+++ Dataset records +++

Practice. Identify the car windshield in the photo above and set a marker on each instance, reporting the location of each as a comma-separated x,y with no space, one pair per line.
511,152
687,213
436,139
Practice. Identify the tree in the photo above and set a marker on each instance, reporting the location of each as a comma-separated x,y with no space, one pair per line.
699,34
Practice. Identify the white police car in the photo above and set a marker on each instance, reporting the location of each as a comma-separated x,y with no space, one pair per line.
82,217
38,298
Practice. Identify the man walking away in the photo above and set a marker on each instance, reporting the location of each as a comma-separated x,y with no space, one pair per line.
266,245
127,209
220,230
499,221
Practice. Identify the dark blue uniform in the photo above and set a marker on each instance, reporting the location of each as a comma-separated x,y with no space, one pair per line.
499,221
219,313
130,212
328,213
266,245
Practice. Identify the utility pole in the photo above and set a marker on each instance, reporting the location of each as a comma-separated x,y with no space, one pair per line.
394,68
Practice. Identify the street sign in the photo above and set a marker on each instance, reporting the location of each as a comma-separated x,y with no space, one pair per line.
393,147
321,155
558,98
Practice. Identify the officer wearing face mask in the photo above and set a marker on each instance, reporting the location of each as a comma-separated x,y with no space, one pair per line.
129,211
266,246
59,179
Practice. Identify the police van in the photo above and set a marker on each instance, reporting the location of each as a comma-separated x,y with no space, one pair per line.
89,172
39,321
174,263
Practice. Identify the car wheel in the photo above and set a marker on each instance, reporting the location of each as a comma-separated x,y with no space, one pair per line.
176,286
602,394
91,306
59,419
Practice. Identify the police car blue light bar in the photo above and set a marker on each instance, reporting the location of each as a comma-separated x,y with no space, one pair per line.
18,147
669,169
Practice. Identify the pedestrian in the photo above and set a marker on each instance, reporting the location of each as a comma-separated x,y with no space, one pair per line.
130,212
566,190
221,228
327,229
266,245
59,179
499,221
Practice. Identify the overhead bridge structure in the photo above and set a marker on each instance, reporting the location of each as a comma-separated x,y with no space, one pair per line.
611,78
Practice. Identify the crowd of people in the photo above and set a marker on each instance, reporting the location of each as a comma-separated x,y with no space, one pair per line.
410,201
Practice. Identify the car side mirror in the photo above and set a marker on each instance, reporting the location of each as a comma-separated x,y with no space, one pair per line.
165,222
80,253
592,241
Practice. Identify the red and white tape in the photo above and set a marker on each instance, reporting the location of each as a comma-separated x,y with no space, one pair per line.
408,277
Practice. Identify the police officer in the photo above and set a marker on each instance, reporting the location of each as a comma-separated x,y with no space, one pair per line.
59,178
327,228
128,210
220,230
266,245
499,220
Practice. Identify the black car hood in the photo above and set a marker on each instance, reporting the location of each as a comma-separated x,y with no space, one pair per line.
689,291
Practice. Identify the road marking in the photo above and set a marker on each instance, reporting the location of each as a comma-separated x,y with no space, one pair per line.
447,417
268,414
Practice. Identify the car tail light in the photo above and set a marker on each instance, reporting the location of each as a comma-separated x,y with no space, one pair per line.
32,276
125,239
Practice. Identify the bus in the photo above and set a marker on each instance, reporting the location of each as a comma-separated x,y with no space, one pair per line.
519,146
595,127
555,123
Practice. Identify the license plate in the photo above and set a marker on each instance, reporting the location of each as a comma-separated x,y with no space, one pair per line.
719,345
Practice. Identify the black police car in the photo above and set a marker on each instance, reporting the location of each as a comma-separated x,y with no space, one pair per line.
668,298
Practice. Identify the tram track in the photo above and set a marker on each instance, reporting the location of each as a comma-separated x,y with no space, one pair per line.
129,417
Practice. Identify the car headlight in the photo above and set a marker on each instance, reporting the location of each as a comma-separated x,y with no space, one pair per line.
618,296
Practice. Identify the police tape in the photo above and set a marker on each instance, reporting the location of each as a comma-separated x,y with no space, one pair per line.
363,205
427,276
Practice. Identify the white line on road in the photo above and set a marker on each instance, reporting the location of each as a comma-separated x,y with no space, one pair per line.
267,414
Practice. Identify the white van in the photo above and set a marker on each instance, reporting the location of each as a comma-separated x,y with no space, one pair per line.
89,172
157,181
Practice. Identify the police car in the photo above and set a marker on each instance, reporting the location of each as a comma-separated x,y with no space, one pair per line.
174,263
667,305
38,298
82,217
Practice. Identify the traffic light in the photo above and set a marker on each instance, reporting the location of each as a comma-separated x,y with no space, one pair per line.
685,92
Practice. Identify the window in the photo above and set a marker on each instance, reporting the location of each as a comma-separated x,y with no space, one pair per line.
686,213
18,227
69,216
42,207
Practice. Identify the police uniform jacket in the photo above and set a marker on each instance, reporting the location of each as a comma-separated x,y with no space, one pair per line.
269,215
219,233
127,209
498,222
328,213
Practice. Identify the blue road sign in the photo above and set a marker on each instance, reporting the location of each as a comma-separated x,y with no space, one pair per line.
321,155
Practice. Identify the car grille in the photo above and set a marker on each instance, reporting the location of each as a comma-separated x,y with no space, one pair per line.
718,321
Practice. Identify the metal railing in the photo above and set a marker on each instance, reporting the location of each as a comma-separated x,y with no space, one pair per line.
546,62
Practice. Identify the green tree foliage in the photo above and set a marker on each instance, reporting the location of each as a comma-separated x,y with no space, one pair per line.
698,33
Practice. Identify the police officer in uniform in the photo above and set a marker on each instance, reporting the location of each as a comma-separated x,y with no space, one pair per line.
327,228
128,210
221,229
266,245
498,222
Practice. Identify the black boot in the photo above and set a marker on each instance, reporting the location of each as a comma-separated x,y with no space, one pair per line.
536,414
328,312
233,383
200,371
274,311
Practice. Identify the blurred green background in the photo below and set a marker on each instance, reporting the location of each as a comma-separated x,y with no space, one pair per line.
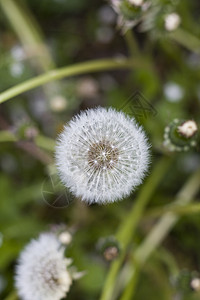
36,36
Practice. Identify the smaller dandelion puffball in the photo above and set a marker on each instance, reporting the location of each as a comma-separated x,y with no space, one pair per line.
172,21
102,155
41,272
188,128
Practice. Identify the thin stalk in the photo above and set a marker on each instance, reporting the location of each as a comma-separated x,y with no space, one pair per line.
186,39
41,141
131,43
12,296
177,209
160,231
7,136
128,227
29,33
76,69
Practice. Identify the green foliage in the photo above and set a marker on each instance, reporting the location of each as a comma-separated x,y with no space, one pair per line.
76,31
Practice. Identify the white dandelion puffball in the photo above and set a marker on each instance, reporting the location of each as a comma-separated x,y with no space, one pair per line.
41,272
102,155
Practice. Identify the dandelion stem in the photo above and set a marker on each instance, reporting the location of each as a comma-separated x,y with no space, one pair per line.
128,227
160,231
76,69
186,39
12,296
41,141
131,43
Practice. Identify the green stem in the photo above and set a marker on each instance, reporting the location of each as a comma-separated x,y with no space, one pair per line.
186,39
128,227
162,228
77,69
7,136
12,296
41,141
45,143
131,43
177,209
28,32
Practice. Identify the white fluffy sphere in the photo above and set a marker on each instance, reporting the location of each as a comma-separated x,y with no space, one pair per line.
42,272
102,155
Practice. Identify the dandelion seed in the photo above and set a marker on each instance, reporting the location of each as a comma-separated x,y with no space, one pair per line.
102,155
42,272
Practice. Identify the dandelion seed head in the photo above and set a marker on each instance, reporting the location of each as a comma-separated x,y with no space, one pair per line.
172,21
42,272
102,155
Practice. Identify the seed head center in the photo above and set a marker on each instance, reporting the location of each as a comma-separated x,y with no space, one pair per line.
102,155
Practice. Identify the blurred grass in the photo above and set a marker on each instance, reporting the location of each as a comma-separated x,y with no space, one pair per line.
36,36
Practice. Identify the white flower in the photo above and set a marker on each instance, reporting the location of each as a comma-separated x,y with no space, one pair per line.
188,128
41,272
172,21
102,155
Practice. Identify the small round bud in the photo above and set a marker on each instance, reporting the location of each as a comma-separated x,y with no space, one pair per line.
58,103
172,21
65,238
111,253
188,128
180,135
109,248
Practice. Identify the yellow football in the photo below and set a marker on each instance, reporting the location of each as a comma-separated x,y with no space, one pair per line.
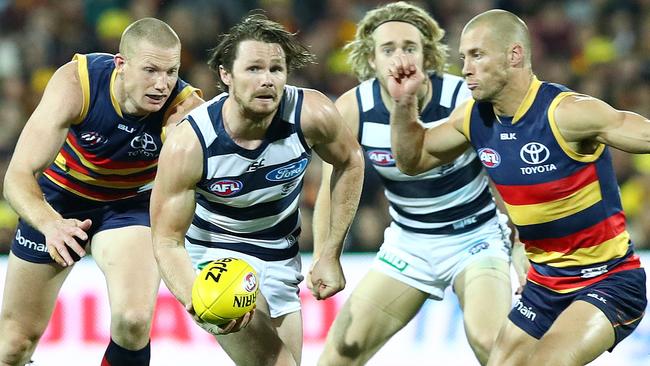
225,289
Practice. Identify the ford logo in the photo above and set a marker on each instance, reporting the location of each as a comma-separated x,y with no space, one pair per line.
287,172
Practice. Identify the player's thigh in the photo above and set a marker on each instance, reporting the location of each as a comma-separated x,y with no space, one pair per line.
512,347
259,343
125,256
377,308
29,297
486,278
580,334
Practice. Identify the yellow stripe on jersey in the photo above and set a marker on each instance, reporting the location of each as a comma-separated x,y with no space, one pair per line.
114,102
466,120
99,182
607,250
528,100
554,210
100,170
585,158
69,189
84,79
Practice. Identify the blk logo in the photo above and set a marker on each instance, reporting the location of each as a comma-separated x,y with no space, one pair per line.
490,158
255,165
534,153
144,142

+++

To be done: Go to the line containing "Practice. Identify the dandelion seed in" and set it down, along with every later line through the last one, exactly as written and without the pictures.

Task solution:
Practice. Identify the dandelion seed in the photo above and set a marker on each instance, reporting the location of each as a comma-separated x,y with no space, one pair per line.
102,155
42,272
Practice. Identify the dandelion seed head in the photo above and set a marker on each instance, reporting the location of each as a comma-separated x,y with no space, one pair per line.
172,21
42,272
102,155
Practice. Identify the seed head center in the photo above and set a marker on each instance, reporting the location of each as a comma-separated x,y with no space, one pair per line.
102,155
Practice. Identify the blurred grass in the photo above and set a marker on each instance, reporting the location of each as a comma-separated x,y with no space, one pair per line.
36,36
Practice. Identify the white flower in the photo above and set a marker on each instance, reporting the location of each as a comma-separated x,y with no space, one pair per line.
188,128
41,272
172,21
102,155
Practice. Identify the small round bud in the photo above and set a marker on each instance, reporting the location of each as a comma-separated x,y with no space, one pair per line.
58,103
172,21
65,238
111,253
188,128
180,135
109,248
Practice. Identify the yellow football in the photo below and set a marker on each instance, reporting the location of each as a comma-separated x,y with no space, one pair per line.
225,289
Practice. Identify the ford logo in the photo above and set a marker on each instance, reporting the location of each as a comma-separated x,y with no space, one pair per line.
287,172
Practice. Identify the player's thigh in the photo above and set a marker on each instance, reporting the location of each as a comma-separated x,y with no space, one pair per line.
512,347
259,343
125,256
377,308
29,297
486,278
580,334
Practice. Identify the yellow stripe on jersey in the photo above and set a marker on each instance, reporting the location of each as a comma-separated x,y with no space, one pair per line.
114,102
466,120
99,182
607,250
528,100
554,210
100,170
585,158
69,189
84,79
Practice. Identify the blk logo in the photo above and set a marker on each instance, reporting the location of each as a comma-separated x,y with no space, one pair per line.
490,158
255,165
534,153
144,142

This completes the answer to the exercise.